**What to produce**:
Please carry over every line of the listing, starting with the line with "-- Look at the image above and detect the mannequin" and going on through the line with "[419,0,468,17]", keeping each line unchanged except for adding -122 to every bounding-box coordinate.
** BEGIN Supplied entries **
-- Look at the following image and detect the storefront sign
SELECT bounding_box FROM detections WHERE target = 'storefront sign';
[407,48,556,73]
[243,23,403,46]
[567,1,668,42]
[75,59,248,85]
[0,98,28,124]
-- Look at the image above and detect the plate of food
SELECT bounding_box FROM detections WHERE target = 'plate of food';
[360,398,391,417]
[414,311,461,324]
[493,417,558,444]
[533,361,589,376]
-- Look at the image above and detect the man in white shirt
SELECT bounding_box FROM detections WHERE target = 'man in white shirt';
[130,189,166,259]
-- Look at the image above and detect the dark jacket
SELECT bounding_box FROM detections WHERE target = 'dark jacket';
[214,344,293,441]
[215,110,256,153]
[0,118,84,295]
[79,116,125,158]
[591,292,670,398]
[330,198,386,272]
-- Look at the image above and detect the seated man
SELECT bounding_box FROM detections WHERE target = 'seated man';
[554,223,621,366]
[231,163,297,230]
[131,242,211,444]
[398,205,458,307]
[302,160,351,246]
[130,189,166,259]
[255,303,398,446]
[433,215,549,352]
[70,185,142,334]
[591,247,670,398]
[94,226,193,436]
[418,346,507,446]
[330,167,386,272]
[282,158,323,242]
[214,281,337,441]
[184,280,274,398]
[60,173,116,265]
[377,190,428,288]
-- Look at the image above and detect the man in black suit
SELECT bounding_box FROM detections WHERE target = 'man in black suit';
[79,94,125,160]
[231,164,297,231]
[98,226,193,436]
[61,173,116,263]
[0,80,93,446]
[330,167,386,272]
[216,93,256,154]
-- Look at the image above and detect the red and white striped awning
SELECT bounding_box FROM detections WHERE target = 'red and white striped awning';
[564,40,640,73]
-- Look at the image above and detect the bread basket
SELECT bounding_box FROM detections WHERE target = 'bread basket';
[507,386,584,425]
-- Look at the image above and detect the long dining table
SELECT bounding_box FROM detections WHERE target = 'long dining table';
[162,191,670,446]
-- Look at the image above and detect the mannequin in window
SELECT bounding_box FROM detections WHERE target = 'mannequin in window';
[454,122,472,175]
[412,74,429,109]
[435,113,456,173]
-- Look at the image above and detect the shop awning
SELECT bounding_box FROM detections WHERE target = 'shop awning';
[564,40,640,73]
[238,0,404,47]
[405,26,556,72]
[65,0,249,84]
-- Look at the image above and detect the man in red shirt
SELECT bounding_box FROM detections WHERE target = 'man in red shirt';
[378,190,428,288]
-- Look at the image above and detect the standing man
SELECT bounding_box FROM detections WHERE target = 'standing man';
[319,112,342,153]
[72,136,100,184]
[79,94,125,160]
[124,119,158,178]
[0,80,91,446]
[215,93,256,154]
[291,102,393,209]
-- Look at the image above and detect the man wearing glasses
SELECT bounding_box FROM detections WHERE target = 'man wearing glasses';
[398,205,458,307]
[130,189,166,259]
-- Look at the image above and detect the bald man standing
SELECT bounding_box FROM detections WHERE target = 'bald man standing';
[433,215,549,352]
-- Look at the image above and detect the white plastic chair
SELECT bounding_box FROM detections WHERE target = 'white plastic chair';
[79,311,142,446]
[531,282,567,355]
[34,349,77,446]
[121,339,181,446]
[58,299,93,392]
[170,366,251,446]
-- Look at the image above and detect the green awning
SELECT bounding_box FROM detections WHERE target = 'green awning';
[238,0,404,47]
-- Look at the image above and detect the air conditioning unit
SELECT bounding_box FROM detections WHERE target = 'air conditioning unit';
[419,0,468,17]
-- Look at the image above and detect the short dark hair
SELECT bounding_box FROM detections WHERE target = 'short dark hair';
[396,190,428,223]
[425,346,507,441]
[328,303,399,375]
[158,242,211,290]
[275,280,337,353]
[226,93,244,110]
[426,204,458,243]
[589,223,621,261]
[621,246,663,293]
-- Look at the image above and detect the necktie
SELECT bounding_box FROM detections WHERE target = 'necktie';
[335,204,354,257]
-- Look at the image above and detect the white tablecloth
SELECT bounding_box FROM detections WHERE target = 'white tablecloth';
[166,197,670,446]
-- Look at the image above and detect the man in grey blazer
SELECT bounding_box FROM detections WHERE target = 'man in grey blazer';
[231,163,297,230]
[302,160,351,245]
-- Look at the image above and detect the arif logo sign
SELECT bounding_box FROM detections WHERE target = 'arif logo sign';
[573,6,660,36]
** END Supplied entries **
**Response to the exercise**:
-- Look at the image above and detect the mannequin in window
SELECT bounding_box FROM detections WHERE target = 'mannequin in window';
[332,0,350,53]
[290,-48,307,-13]
[313,-9,334,51]
-- Look at the image above and detect the shop awning
SELECT bounding_box FROM detections WHERE target = 'shop awning';
[442,-82,518,-49]
[116,-122,282,-75]
[283,-96,434,-50]
[-57,-122,127,-38]
-- Look at the image above and detect the man in red shirt
SELECT bounding_box FROM detections WHERE target = 'man in red shirt';
[256,68,306,166]
-- Look at the image above and detect the standing man
SELECT bounding_box FROM detections WHERE target = 'standing man';
[197,-10,220,31]
[-50,14,-22,62]
[-43,-28,3,38]
[2,-3,36,56]
[-122,-42,-31,324]
[93,-29,134,32]
[169,-20,271,87]
-- Look at the image above and detect the man wearing glasses
SELECT bounding_box FROM detections WHERE target = 'man wearing glasses';
[276,83,336,185]
[8,67,44,137]
-- Look at the image above and detect the bald man standing
SELECT bounding_box FROM detections WHERE target = 'bald man standing';
[311,93,427,230]
-- Look at the image above and detect the white plastic chair
SELECT bounding_box FROM detections WHERE target = 'white plastic chair';
[-43,189,20,324]
[409,160,445,233]
[-88,227,-45,324]
[-1,217,59,324]
[-64,177,-29,270]
[48,244,129,324]
-- Look at the image above and detect the green awning
SELECT bounding_box FROM detections WHERE target = 'green awning';
[116,-122,282,-75]
-- Look at the image above and detect the air conditioning unit
SELECT bounding_box FROM detections WHERE target = 'air conditioning unit';
[297,-122,346,-105]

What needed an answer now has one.